Рождество: чудеса случаются… Позвонил же Президент Василию Авторская колонка Веры Владимировой
Возможно, вы тоже замечали: с течением жизни привычные категории иногда – как бы вдруг – меняются. Видимо, количество лет и накопленного опыта переходит в качество.
Может, это мое настроение в уходящем 2017-м, слегка приправленном юбилейным флёром русских революций столетней давности. А может, сказываются неблагоприятная экология и отсутствие Адвента в ЧЕ. Отсутствие формальное и уже привычное: без световых гирлянд, рождественских базаров и прочих искрящихся и вкусных признаков Нового Года, всех Рождеств и святок.
И даже литературные аналогии – вдруг – вспоминаешь или связываешь с Рождеством принципиально иные. На это Рождество меня неотвязно преследует образ андерсеновской девочки со спичками. Из так называемого святочного рассказа с аналогичным названием. Так называемого, потому что историю эту, происходящую у Ганса Христиана аккурат в новогоднюю ночь, святочной не назовешь. Не нашлось ни одного доброго человека, кто б помог замерзающему ребенку…
И все-таки, и все-таки именно эта сказка – рождественская. По своей главной – духовной сути, о которой мы забываем в суматохе – будничной, предпраздничной, такой по- человечески материальной.
Собственно, материальность – одна из нот праздника: домашний уют, по-детски праздничный в Рождество. Ведь в обычной жизни – мы странники, и только в Рождество нам требуется осязаемая укрытость, защищенность, доверие и, вероятно, та самая настоящая человечность.

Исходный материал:
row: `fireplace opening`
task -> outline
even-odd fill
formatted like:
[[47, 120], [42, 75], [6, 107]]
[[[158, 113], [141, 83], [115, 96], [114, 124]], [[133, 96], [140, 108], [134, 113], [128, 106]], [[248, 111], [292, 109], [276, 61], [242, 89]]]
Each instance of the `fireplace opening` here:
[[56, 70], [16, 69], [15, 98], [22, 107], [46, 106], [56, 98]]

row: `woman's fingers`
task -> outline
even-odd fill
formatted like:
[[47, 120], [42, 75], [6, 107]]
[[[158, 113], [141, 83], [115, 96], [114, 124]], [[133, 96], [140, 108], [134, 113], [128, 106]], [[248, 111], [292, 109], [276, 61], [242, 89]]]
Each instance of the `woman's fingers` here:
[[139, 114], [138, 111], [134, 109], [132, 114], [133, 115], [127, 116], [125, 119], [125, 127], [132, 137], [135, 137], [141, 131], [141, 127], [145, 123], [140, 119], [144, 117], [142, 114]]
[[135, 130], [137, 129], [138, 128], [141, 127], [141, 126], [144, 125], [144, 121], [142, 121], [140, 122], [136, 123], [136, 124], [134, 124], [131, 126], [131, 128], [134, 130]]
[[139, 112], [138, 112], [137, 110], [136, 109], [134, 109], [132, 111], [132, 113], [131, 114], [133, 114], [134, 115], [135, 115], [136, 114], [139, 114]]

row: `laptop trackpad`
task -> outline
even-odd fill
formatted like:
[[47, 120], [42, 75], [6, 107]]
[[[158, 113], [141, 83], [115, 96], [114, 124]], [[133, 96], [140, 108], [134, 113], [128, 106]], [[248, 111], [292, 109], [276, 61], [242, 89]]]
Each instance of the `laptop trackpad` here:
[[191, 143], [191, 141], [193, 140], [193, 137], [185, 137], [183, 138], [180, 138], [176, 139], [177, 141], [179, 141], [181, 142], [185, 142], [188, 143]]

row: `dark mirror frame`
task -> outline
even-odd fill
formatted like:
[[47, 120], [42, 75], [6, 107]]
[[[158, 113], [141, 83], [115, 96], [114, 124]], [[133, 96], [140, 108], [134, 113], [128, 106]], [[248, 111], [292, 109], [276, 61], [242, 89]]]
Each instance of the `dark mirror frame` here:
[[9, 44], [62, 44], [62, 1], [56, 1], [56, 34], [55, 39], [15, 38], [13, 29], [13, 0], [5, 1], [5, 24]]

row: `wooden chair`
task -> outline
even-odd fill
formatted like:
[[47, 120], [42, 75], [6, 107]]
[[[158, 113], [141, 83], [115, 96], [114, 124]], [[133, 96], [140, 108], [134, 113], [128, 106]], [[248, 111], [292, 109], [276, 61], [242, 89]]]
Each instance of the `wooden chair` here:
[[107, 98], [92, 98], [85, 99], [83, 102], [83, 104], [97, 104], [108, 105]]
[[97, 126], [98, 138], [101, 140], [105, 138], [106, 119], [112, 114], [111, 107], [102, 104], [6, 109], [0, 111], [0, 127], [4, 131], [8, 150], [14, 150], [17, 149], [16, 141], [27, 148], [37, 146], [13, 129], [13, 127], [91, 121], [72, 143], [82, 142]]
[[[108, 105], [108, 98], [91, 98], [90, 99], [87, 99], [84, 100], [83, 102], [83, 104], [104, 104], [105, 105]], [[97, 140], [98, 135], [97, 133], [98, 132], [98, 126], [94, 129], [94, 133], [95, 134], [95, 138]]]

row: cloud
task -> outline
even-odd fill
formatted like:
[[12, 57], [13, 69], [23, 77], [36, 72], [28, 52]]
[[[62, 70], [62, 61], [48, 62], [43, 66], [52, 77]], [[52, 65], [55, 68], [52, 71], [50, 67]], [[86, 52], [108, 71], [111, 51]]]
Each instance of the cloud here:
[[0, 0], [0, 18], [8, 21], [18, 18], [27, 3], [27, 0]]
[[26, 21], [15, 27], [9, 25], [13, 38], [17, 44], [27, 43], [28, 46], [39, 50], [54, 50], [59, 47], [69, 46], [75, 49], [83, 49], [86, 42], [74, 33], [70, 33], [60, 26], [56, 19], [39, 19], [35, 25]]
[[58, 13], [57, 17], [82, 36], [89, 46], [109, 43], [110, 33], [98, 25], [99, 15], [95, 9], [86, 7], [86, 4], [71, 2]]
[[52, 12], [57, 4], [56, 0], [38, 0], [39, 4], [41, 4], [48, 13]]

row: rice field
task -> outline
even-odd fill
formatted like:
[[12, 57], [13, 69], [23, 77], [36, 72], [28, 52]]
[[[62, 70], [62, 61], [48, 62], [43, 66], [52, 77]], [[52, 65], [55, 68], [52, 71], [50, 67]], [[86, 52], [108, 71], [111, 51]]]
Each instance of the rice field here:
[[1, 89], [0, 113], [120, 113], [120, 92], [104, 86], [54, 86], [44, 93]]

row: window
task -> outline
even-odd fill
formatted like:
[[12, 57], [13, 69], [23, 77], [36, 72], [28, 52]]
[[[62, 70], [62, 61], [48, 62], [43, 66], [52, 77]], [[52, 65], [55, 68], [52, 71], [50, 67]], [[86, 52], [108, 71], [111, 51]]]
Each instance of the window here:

Задания
**A)** Какой образ, согласно колонке о Рождестве, неотвязно преследует автора на это Рождество?
**B)** Продолжите колонку о Рождестве после ее последнего предложения.
Материал никак не связан с колонкой о Рождестве.

Ответы
**A)** Образ андерсеновской девочки со спичками.

**B)**
Но подарки и близкие вокруг – лишь часть Рождества. Другая нота – тот самый хор ангелов, музыка иных сфер. Есть и третья, тревожная мелодия – опасности, угрозы всему невинному – вечной угрозы, тот самый стон Вифлеемских матерей, что обязательно вливается в ангельские песнопения… А если вдуматься – угроза-то не только невинным, угроза всем детям человеческим. Подрастающим, совсем взрослым, о которых продолжают тревожиться постаревшие матери… Другое дело, что исходит эта угроза (чаще, чем из других источников) от таких же, выросших и материально закоренелых детей человеческих.
Если уж у нас стали вводить в календарь не только светские праздники, но и религиозные (хотя, возможно, не ошибусь, если скажу что у православных все – таки «главенствует» Пасха, а не Рождество), то нужно учиться отмечать Рождество как величайшее духовное событие. Тогда даже самые маленькие человечки будут сердцем слышать суть рождественских, святочных рассказов: о чудесном исцелении больного в праздничную ночь, о бедняке, который в канун Рождества находит приют, о сиротках, что обретают семью. А взрослые будут отчетливо осознавать, что никакие самые чудесные хоралы и ритуалы не сравнятся в святости с плачем бесправного и голосом страдающего. Поскольку именно в этом культурный канон Рождества, фиксируемый литературой любого времени, особо настаивающей на возможности чудесного духовного преображения злодеев, которые в рождество словно рождаются заново и становятся добрыми.
Так, в XIX веке англичанин Диккенс и Дух Рождества превратили капиталистического брюзгу и скрягу Эбенезера Скруджа в жизнерадостного и щедрого дедушку.
В прошлом столетии русский писатель Юз Алешковский и все тот же неиссякаемый Дух Рождества сделали из социалистического специалиста по научному атеизму, аморального циника Гелия Револьверовича Серьёза верующего и светлого человека.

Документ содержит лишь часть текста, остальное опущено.